### What you need to do
The required output is the exact run of lines below that opens at the line with "planet is priceless'." and closes at the line with "for fence post.".

(Image-backed grounding data)
□ □ □ □ □ □ □

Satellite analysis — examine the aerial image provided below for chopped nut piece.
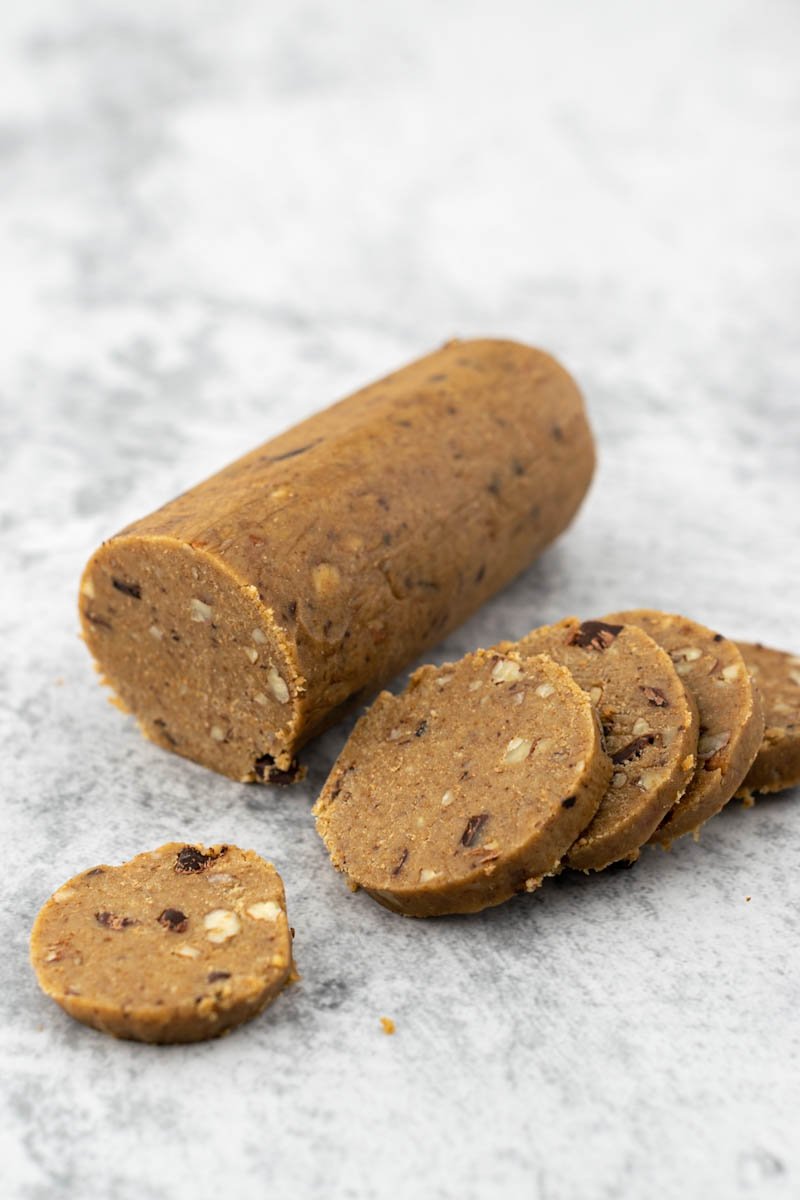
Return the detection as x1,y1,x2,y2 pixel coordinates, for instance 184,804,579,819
418,868,441,883
698,730,731,758
312,562,341,596
80,578,95,599
53,887,76,904
175,945,201,959
244,647,259,664
535,683,555,698
503,736,533,764
611,771,627,788
468,680,483,692
252,628,268,644
671,646,703,663
253,692,268,706
267,665,290,704
190,598,213,622
441,790,454,807
632,717,651,736
491,658,523,683
721,663,740,681
637,768,663,791
246,900,282,921
210,725,226,742
149,624,164,641
589,686,603,705
203,909,241,943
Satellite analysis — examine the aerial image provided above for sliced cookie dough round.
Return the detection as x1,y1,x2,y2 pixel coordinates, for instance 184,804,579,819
498,618,699,870
314,648,612,917
736,642,800,800
30,843,293,1043
604,610,764,845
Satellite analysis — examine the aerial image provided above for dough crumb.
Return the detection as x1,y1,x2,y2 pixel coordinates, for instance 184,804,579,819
380,1016,396,1035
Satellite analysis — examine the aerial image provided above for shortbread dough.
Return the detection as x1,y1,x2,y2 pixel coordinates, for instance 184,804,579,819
79,339,596,781
604,611,764,844
30,843,293,1042
314,648,611,916
501,618,699,869
736,641,800,799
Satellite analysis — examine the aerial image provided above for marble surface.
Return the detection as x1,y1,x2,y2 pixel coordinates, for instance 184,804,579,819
2,1,799,1197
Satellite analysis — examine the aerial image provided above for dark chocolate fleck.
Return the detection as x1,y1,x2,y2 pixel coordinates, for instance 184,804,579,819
175,846,217,874
713,633,723,642
112,578,142,599
511,458,526,476
568,620,624,651
85,868,104,877
157,908,188,932
611,735,656,765
254,753,302,785
264,438,322,463
475,564,486,584
414,720,428,737
641,686,669,707
552,424,565,442
391,848,409,876
208,971,232,982
561,796,577,808
288,600,298,619
84,611,112,629
487,475,502,496
461,813,489,847
95,911,137,930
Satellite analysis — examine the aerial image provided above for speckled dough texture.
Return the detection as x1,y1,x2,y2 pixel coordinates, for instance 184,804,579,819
736,642,800,799
500,618,699,870
314,648,612,916
605,611,764,844
79,338,596,782
30,843,293,1043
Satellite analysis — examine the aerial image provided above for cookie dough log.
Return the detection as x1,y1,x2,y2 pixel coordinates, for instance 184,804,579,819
79,339,596,782
30,843,294,1043
736,642,800,800
604,611,764,845
498,618,699,870
314,649,612,916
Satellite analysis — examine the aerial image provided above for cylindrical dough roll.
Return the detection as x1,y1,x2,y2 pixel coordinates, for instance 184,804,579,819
80,338,596,781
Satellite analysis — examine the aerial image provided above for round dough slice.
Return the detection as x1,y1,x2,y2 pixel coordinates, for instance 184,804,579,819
314,648,612,917
30,843,293,1043
500,618,699,870
603,610,764,845
736,642,800,800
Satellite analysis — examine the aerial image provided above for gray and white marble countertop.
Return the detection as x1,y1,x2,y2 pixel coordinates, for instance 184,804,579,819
2,2,799,1197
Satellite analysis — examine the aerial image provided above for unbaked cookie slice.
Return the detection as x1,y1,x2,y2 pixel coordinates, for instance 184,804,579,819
314,648,612,916
604,611,764,845
499,618,699,870
736,642,800,800
30,843,293,1043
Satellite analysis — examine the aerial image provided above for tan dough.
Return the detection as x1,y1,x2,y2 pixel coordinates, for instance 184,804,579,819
736,642,800,799
30,843,293,1043
79,338,596,782
314,648,612,916
604,610,764,845
498,618,699,869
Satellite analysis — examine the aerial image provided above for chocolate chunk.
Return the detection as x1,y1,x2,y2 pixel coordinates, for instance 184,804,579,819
85,868,104,877
414,720,429,737
611,735,656,765
157,908,188,932
561,796,577,808
713,633,724,642
112,579,142,599
95,911,136,930
641,685,669,707
174,845,217,874
207,971,231,982
254,753,302,785
460,813,489,847
391,848,409,876
567,620,624,651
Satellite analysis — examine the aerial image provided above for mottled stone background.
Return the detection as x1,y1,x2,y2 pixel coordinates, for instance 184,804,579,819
2,1,799,1197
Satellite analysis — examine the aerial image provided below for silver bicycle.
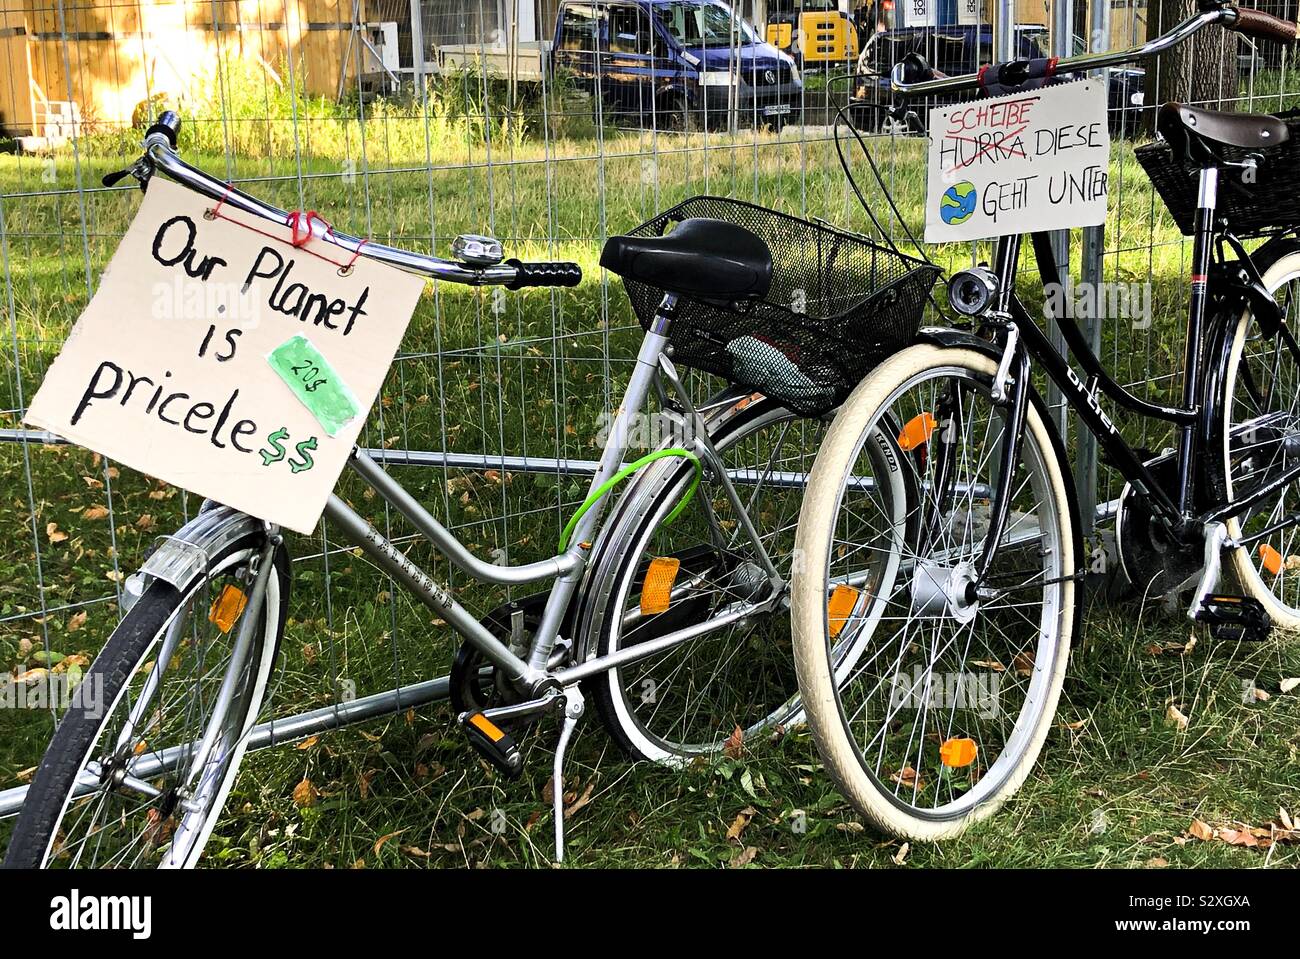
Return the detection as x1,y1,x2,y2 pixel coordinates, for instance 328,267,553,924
3,113,868,868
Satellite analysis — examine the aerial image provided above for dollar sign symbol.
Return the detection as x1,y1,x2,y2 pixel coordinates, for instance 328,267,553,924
289,436,317,473
259,427,289,466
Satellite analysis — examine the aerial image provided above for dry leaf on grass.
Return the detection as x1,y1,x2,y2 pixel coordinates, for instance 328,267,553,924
1185,816,1300,849
723,724,745,759
292,778,318,808
726,806,757,842
373,830,405,855
893,842,911,865
66,611,87,632
83,505,110,521
564,782,595,819
1280,677,1300,694
1165,704,1189,730
728,845,759,868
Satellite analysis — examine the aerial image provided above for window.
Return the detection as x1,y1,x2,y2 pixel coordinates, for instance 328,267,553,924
654,1,756,47
559,4,598,51
609,5,653,55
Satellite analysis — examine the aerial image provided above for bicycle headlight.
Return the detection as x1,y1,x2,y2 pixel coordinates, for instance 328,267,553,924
947,267,1000,317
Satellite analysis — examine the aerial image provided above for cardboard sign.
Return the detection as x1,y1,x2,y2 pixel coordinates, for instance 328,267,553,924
25,178,425,533
924,80,1110,243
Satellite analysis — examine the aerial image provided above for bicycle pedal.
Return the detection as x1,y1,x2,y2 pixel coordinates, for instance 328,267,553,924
1193,594,1272,642
459,711,523,779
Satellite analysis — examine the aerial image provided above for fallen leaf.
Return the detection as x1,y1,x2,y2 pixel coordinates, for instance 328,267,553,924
373,829,405,855
46,522,67,544
728,845,759,868
1146,857,1169,868
135,514,155,530
1011,652,1035,677
723,724,745,759
296,736,319,751
1217,827,1258,848
835,821,865,833
893,842,911,865
971,659,1006,672
1281,807,1295,832
1280,677,1300,694
1188,819,1214,841
565,782,595,819
726,806,757,842
83,505,110,521
292,778,318,808
66,611,87,632
1165,704,1189,730
1254,687,1271,702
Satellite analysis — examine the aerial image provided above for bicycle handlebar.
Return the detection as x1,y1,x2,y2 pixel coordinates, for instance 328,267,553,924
125,112,582,289
890,3,1298,97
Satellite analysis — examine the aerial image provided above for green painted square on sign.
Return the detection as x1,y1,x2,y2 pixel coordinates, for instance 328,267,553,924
267,334,361,437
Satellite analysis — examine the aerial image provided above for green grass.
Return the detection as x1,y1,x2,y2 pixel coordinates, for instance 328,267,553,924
1,111,1298,867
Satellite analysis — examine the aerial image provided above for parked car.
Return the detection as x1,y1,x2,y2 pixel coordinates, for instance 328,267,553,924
852,23,1145,135
552,0,804,130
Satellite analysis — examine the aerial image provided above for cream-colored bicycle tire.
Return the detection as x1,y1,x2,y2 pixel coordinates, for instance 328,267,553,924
1222,248,1300,631
791,344,1077,841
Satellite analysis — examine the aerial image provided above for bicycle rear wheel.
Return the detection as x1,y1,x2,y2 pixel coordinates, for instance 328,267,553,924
3,529,288,868
1221,243,1300,630
792,345,1079,840
580,391,909,763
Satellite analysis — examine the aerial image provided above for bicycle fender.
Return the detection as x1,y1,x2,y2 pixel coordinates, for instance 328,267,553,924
132,503,269,599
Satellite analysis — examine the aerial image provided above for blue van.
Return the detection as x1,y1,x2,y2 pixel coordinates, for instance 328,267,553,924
552,0,803,129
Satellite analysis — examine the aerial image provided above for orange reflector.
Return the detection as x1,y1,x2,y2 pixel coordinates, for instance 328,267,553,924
897,412,937,452
468,713,506,743
827,584,860,638
940,737,978,768
1260,544,1283,576
208,584,248,634
640,557,680,615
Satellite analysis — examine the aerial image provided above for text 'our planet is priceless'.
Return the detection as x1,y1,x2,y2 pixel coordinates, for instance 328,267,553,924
25,178,425,534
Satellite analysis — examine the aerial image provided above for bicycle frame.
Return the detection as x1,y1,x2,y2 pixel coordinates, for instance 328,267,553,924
320,309,783,696
977,180,1300,570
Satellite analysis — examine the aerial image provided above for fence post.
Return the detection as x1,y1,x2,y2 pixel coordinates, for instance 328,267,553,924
1075,0,1113,536
409,0,425,89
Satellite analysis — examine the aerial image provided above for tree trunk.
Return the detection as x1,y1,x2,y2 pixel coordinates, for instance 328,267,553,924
1144,0,1239,116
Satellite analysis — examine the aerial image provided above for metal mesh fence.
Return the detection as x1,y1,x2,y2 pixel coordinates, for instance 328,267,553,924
0,0,1297,831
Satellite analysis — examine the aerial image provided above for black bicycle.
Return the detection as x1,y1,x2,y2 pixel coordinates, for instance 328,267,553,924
790,1,1300,839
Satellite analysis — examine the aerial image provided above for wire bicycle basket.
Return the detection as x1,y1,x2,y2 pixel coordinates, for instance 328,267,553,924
617,196,940,417
1137,109,1300,237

□ □ □ □ □ □ □

### Output for this task
Satellite analysis — examine the aerial image provided above for text 'our planet is priceless'.
Return the detection as x1,y1,x2,y2 pixel coordinates, for instance 328,267,553,924
25,178,425,534
Satellite analysis — examine the aerial image provided above for bicycle frame.
Return the detection as x1,y1,x2,y2 pixel coordinates, for instance 328,267,553,924
320,309,783,696
977,180,1300,570
Satellite analysis — examine the aerial image provided above for fence post.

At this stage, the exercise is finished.